Témoignages : ce qu'ils vont faire de leur PGE
- « Nous déciderons fin mars si nous profitons de cette possibilité de reporter le remboursement »
Olivier Tichit, directeur financier du groupe viticole Advini (34)
« Fortement sollicité par les banques, nous avons souscrit en mai dernier un PGE de 20 M€, par précaution. L'idée est de le rembourser intégralement sans l'amortir. Nous ne l'avons pas consommé car nous avons au même moment réussi à restructurer notre dette. Via un refinancement sur sept ans de 255 M€, nous sommes désormais en mesure de poursuivre notre croissance en toute sécurité, via des acquisitions, mais aussi de faire face à la crise sanitaire. En fonction de l'activité, nous déciderons quand même fin mars si nous profitons, ou pas, de cette possibilité de reporter le remboursement du PGE d'un an. Ce début d'année est encore poussif avec les CHR qui restent fermés. »
- « Je suis en train de négocier avec mes banques »
Etienne Léa, dirigeant de l'entreprise industrielle Captels (30 salariés, 34)
« Le PGE, qui représente 15 % du CA N-1, a été partiellement consommé. Nous n’en avons pas eu besoin grâce aux aides de l’Etat : chômage partiel, reports de prêts et charges, des prélèvements Urssaf. Je suis en train de négocier avec mes banques, Banque Populaire et BNP, pour un report d’un an, donc en avril 2022, et un amortissement sur la durée maximum ».
-« Le report d'un an du remboursement du PGE est une bonne chose »
Xavier Lormand, dirigeant de Roussill’hôtel (350 salariés - 66)
« Le report d'un an du remboursement du PGE est une bonne chose car nous n’avons pas réellement de visibilité sur nos prochaines réouvertures. Nous avons obtenu 5 M€ au titre du PGE. Cette enveloppe nous permet de payer les charges fixes (salaires, électricité, le gardiennage, entretien…). Sans activité ni chiffre d’affaires, cette mesure nous permet de conserver nos 350 salariés. Nous n’avons pas licencié. Il faut que tous soient prêts à reprendre dans une bonne dynamique. Nous préférons nous appuyer sur nos partenaires bancaires, et non le PGE, pour poursuivre nos investissements. Actuellement, une trentaine de personnes s’activent au siège pour préparer les réouvertures que l’on espère autour du 6 avril. Nous pourrions alors rentrer dans une situation critique. »

▶ [ENTRÉES DE DONNÉES]
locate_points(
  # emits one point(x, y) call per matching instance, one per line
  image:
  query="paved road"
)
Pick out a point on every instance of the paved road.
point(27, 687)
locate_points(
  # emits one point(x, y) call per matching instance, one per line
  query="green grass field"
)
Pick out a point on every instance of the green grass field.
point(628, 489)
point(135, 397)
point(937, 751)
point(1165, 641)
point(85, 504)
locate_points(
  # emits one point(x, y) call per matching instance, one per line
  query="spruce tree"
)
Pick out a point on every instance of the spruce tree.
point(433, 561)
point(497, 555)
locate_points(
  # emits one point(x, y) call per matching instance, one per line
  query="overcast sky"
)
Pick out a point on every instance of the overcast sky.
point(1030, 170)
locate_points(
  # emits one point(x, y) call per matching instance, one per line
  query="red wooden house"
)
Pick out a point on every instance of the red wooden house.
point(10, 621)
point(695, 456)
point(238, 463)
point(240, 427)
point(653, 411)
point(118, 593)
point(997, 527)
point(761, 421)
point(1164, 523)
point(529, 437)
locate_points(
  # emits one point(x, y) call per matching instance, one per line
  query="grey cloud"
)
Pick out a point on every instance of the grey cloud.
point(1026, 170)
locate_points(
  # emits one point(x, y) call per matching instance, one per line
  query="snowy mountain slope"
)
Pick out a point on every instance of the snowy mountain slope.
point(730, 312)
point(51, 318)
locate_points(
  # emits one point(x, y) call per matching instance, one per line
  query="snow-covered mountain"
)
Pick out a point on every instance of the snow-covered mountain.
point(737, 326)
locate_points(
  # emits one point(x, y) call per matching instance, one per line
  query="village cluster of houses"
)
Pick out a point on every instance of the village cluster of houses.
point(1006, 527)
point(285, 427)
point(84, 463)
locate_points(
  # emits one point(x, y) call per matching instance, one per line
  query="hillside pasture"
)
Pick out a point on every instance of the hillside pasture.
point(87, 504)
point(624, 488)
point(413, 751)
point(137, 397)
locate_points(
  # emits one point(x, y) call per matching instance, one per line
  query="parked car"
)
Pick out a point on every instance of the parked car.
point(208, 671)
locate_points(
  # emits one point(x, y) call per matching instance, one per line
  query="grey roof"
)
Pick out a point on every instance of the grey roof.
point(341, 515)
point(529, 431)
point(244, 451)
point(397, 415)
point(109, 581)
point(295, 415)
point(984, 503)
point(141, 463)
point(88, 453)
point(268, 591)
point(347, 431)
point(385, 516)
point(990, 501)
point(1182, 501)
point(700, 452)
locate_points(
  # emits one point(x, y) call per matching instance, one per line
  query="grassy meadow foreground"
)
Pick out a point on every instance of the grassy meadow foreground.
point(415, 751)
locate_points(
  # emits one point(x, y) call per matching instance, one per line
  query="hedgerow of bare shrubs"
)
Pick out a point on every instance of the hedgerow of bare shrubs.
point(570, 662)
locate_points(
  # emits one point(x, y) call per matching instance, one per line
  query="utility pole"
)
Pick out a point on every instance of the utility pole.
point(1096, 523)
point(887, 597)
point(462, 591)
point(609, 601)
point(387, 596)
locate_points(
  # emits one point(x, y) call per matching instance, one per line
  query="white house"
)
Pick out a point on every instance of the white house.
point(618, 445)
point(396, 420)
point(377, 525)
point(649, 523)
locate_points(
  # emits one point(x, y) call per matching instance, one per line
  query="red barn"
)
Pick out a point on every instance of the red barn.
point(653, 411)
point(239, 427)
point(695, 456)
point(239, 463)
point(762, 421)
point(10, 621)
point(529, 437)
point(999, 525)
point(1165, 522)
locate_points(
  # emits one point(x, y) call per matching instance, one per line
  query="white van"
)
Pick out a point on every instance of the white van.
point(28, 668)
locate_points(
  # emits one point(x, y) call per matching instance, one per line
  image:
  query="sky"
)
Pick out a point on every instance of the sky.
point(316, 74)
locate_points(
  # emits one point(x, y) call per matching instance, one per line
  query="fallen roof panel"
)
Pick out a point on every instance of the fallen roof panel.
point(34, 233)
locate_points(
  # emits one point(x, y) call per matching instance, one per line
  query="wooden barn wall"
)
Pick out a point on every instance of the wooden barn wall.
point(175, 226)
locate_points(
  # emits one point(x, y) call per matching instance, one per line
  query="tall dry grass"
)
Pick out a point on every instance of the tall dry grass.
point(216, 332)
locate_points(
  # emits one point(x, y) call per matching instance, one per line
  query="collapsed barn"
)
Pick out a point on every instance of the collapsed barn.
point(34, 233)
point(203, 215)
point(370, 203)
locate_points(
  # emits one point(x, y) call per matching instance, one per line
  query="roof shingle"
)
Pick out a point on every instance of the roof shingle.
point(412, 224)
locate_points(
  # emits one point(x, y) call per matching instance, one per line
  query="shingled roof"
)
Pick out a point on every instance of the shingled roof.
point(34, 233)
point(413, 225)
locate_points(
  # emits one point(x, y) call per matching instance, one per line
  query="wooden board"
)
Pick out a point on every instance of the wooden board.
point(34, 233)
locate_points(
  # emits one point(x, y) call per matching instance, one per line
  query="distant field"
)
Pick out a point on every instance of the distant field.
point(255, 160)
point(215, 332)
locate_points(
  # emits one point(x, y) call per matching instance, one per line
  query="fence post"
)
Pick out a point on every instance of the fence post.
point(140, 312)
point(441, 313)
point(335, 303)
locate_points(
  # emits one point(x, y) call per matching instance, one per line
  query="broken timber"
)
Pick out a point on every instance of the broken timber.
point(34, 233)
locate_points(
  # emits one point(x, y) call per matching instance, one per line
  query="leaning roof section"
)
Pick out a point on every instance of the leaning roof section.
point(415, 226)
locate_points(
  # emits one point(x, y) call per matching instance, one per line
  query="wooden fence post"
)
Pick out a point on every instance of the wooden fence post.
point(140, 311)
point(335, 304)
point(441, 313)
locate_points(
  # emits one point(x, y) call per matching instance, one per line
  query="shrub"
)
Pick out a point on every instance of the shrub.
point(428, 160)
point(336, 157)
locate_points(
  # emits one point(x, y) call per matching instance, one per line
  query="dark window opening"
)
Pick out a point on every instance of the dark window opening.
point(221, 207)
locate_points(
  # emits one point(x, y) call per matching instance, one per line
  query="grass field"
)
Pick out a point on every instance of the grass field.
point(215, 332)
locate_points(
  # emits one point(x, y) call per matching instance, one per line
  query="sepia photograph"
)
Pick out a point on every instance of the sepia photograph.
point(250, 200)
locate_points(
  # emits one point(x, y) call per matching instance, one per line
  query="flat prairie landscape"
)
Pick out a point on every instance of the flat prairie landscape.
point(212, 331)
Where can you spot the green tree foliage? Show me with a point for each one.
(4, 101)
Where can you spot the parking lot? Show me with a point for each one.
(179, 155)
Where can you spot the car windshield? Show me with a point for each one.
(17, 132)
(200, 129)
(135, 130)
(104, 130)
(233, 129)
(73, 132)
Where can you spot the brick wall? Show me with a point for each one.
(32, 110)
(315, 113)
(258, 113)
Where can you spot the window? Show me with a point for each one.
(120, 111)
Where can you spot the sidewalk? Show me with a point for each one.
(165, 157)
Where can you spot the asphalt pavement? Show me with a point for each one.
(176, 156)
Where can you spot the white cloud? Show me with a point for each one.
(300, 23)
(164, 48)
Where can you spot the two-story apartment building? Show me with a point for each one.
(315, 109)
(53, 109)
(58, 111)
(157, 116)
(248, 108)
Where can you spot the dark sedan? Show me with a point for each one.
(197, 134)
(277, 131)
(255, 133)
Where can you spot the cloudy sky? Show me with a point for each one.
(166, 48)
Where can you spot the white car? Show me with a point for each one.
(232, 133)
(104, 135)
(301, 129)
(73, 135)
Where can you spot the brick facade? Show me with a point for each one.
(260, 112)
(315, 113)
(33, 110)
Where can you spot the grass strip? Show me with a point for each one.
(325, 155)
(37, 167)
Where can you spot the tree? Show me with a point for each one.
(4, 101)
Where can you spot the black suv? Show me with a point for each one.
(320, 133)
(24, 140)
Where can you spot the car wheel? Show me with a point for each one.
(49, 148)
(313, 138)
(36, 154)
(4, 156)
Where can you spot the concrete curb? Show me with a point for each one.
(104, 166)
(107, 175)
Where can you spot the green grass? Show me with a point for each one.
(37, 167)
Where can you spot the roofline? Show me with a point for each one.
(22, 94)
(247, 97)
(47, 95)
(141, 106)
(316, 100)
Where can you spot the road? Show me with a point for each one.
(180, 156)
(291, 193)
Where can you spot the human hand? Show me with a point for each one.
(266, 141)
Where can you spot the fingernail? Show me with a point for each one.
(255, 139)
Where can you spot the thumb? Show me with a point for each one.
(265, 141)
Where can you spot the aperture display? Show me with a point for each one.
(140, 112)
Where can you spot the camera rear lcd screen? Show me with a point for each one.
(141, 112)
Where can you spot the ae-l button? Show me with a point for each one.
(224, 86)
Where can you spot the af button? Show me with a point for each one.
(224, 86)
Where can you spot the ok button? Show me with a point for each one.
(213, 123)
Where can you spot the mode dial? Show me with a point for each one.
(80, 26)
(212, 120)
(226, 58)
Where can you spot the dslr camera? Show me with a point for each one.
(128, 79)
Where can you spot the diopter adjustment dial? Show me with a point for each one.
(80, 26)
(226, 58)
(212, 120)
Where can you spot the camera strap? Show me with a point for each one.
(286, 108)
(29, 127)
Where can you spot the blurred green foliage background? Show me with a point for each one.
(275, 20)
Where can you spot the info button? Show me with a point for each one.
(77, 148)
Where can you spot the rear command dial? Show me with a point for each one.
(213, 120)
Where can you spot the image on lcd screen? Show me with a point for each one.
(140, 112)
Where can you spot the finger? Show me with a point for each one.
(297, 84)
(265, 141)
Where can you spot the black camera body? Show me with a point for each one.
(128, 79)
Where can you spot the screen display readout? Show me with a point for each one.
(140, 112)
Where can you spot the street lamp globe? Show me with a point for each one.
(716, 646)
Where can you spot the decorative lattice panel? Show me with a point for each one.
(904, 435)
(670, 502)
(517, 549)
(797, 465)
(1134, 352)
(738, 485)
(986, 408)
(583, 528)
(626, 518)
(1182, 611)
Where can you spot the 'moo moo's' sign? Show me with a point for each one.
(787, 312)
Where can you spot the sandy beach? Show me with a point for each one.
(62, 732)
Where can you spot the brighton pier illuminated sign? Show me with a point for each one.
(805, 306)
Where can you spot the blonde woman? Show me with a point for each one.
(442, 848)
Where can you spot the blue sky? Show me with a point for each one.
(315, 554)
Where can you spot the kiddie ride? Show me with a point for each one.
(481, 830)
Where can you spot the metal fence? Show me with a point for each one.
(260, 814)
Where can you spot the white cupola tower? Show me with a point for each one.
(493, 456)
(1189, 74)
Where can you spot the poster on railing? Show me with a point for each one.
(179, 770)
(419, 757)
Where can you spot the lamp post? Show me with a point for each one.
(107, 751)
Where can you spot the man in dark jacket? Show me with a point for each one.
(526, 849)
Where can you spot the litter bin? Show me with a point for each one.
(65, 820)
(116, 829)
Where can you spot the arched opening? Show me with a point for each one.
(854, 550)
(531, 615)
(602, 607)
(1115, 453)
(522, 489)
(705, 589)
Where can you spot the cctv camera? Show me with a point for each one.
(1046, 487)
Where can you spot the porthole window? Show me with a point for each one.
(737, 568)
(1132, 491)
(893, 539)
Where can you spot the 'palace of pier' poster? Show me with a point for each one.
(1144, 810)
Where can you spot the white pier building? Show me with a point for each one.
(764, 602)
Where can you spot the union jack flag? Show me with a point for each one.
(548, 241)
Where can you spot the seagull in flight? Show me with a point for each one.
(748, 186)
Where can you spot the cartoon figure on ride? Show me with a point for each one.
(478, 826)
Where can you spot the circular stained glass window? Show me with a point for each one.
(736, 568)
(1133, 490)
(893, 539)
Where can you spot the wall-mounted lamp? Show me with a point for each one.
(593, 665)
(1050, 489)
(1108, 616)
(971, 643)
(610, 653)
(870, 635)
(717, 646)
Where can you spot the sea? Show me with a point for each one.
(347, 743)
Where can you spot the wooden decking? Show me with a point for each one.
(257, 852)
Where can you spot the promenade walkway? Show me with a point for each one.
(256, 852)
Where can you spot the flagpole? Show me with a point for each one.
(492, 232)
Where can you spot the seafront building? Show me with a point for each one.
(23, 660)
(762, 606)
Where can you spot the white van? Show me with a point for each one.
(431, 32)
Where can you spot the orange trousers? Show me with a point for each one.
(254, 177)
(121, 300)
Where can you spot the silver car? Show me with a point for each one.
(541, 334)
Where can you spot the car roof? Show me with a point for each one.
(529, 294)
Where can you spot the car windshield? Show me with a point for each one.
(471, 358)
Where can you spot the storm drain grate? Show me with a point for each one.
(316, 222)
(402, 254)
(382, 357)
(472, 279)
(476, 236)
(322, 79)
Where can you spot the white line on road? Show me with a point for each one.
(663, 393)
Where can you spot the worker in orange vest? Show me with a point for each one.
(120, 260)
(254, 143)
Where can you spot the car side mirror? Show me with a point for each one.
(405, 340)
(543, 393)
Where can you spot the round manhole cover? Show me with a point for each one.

▶ [OBJECTIF] Reprenez les témoignages sur le PGE ci-dessus et poursuivez-les à partir de leur dernière phrase.

▶ [RÉPONSE]
- « Ce prêt nous a permis de retrouver une certaine visibilité financière et de stopper nos programmes d’austérité »
Jaime Arango, directeur financier de la biotech MedinCell (140 salariés – 34)
« Nous avons bénéficié de 13,7 M€ au titre du PGE. Une partie - 11,9 M€ - auprès de la Banque Populaire du Sud de la BNP en mai, et une autre - 1,8 M€ - entre fin juin et octobre auprès de la Caisse d’Épargne et de Bpifrance. Ce prêt nous a permis de retrouver une certaine visibilité financière et de stopper nos programmes d’austérité. Nous avons pu dire aux équipes “tout le monde gardera son travail“. Une partie du PGE a été consommée mais pas l’intégralité car nous avons également bouclé une augmentation de capital de 15,6 M€ en juin dernier. Le PGE nous a aidé pour cette opération qui a pu se dérouler dans de bonnes conditions car nous n’avions pas le couteau sous la gorge. »
- Nous n'avons pas totalement consommé l'enveloppe »
Hugues Moreau, dirigeant de Climavie (34)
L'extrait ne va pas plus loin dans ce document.